THE RECORDS:
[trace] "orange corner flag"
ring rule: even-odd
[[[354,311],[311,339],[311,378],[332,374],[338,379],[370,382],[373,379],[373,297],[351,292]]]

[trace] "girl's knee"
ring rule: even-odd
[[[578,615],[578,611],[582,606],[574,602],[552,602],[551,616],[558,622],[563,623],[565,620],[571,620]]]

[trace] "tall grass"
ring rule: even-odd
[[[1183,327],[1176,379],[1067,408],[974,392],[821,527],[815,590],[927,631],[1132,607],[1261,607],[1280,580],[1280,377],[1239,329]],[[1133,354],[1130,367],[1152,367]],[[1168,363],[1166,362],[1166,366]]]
==
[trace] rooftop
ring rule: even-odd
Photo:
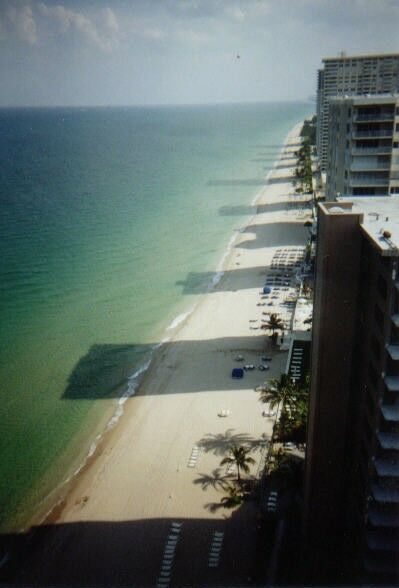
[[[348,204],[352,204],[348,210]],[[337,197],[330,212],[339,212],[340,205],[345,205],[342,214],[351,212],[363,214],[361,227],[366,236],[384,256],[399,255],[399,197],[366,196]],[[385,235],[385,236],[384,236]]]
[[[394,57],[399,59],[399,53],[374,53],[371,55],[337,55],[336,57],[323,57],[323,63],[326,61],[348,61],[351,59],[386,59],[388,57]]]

WHAT TO WORK ON: For each line in the entries that contains the string "trace", make a copy.

YOUR SOLUTION:
[trace] "orange corner flag"
[trace] "girl's knee"
[trace] "tall grass"
[trace] rooftop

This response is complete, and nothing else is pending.